Exercise details: Excluding any images, copy all of the lines below precisely as written.

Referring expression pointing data
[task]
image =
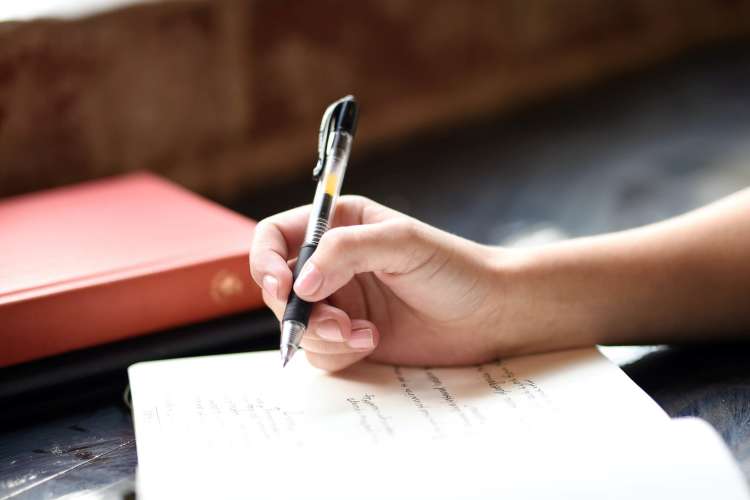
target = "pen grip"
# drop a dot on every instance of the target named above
(296, 308)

Solution to this task:
[task]
image =
target = "pen grip"
# drop a dot on every instance of the target named above
(296, 308)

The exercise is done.